* START INPUT RECORDS *

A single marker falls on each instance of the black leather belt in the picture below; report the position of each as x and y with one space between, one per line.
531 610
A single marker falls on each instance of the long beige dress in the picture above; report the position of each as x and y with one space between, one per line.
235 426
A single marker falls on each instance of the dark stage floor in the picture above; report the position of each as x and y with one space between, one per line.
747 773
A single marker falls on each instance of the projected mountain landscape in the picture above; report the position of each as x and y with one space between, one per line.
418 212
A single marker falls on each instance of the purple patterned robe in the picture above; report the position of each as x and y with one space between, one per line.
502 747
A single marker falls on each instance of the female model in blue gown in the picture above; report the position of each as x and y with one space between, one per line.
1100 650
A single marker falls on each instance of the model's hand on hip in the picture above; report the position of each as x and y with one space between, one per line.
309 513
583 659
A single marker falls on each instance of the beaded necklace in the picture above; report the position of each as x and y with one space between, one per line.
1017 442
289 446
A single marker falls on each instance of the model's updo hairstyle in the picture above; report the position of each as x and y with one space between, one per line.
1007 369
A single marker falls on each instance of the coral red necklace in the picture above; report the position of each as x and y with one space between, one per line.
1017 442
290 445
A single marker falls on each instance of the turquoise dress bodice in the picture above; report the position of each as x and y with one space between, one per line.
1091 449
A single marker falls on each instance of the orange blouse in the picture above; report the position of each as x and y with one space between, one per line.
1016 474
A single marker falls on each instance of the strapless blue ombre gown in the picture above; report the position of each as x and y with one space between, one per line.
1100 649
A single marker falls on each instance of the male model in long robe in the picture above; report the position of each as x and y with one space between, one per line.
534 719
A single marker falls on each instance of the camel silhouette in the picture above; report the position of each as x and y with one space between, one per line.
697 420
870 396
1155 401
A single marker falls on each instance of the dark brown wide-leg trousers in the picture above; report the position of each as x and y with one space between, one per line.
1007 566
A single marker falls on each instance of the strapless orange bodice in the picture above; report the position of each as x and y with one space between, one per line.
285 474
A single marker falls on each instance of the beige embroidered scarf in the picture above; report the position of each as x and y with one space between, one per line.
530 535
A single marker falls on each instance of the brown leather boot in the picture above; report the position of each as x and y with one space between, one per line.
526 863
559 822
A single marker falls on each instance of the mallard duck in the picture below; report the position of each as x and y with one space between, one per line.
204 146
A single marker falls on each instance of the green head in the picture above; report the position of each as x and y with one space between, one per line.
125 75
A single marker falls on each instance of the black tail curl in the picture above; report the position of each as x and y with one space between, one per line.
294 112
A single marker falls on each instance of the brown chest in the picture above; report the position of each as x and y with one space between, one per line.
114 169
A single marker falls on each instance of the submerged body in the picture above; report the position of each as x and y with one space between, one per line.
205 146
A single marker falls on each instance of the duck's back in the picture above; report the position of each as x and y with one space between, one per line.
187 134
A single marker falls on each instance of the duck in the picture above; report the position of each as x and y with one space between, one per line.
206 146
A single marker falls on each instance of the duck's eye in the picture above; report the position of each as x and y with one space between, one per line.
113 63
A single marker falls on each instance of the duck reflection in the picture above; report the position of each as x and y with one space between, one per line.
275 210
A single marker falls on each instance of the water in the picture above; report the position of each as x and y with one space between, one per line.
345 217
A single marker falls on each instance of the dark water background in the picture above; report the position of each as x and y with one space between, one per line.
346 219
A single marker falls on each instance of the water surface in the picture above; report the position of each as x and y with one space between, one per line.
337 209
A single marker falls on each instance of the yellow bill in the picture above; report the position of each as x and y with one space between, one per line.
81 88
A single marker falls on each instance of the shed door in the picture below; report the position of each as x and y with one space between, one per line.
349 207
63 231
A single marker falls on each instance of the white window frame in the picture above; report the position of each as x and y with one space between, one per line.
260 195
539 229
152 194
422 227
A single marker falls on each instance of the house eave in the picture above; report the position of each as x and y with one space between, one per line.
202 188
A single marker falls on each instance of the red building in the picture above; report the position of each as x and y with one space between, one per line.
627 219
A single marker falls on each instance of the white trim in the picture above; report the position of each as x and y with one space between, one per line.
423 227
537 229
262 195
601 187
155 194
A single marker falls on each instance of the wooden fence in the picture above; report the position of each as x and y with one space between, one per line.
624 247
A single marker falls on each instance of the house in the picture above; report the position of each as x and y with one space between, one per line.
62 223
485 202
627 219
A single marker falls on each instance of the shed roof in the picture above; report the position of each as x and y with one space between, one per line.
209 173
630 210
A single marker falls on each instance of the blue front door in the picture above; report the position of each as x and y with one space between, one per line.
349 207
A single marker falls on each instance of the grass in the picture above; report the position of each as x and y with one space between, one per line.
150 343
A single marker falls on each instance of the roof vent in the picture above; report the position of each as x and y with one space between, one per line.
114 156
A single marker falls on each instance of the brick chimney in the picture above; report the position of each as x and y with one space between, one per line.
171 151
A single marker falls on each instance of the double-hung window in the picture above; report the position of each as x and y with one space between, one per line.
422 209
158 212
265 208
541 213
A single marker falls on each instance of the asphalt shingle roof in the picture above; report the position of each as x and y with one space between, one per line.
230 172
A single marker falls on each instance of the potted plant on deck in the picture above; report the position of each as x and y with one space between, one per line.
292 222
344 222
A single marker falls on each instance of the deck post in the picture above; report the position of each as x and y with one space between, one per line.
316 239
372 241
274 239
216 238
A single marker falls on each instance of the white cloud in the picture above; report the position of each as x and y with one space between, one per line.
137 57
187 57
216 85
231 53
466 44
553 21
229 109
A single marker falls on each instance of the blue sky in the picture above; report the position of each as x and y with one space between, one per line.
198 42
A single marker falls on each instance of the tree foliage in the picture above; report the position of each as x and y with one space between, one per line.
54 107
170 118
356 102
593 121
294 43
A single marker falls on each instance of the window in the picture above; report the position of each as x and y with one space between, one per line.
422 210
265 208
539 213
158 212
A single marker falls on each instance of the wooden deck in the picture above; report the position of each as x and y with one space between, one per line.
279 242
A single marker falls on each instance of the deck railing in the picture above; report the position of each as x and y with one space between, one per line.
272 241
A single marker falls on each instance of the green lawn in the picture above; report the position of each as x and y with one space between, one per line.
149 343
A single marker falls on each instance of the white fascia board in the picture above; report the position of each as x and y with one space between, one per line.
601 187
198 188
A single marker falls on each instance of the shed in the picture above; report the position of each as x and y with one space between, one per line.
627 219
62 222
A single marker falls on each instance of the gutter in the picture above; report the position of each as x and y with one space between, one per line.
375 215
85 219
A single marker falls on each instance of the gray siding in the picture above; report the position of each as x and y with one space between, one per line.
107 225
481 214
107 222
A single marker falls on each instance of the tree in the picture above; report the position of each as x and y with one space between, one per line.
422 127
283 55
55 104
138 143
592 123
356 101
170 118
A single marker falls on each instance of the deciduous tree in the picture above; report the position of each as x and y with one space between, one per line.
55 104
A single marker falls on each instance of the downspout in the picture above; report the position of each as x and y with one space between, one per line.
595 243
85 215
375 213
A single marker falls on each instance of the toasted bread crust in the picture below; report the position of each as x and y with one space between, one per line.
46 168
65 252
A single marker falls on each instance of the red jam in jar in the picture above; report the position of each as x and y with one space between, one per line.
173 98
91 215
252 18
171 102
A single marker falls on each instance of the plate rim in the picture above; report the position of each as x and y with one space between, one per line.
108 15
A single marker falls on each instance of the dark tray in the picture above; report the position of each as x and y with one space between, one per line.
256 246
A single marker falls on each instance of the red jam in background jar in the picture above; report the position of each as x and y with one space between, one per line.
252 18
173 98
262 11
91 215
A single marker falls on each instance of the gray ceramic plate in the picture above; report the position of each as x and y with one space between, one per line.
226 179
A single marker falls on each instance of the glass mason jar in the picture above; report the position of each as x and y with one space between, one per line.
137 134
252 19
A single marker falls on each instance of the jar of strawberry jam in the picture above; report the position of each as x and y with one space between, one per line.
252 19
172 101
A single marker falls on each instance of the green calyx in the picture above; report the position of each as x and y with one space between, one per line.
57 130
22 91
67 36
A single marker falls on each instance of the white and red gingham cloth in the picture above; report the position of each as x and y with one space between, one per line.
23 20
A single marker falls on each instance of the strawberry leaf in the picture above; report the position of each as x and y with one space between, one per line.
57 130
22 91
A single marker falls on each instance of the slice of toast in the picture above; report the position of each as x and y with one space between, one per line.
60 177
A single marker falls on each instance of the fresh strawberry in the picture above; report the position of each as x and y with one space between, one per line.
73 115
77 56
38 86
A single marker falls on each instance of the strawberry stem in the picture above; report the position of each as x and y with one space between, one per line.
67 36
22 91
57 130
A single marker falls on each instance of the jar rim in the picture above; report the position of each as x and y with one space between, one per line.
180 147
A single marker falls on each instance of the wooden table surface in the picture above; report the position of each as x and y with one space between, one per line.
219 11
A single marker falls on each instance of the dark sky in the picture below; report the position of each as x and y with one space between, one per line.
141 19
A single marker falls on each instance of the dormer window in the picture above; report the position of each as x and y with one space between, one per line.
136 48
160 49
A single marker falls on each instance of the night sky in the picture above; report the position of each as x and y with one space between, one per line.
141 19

* END INPUT RECORDS *

## REQUEST
Could you repeat the stretch of data from the line containing "A single marker falls on each instance of the night" through the end of the data, replacing "night sky" with "evening sky" and leaving everything else unchanged?

## WRITTEN SOLUTION
A single marker falls on each instance of the evening sky in the picture above; report the position of each as x and y with one space between, one per line.
141 19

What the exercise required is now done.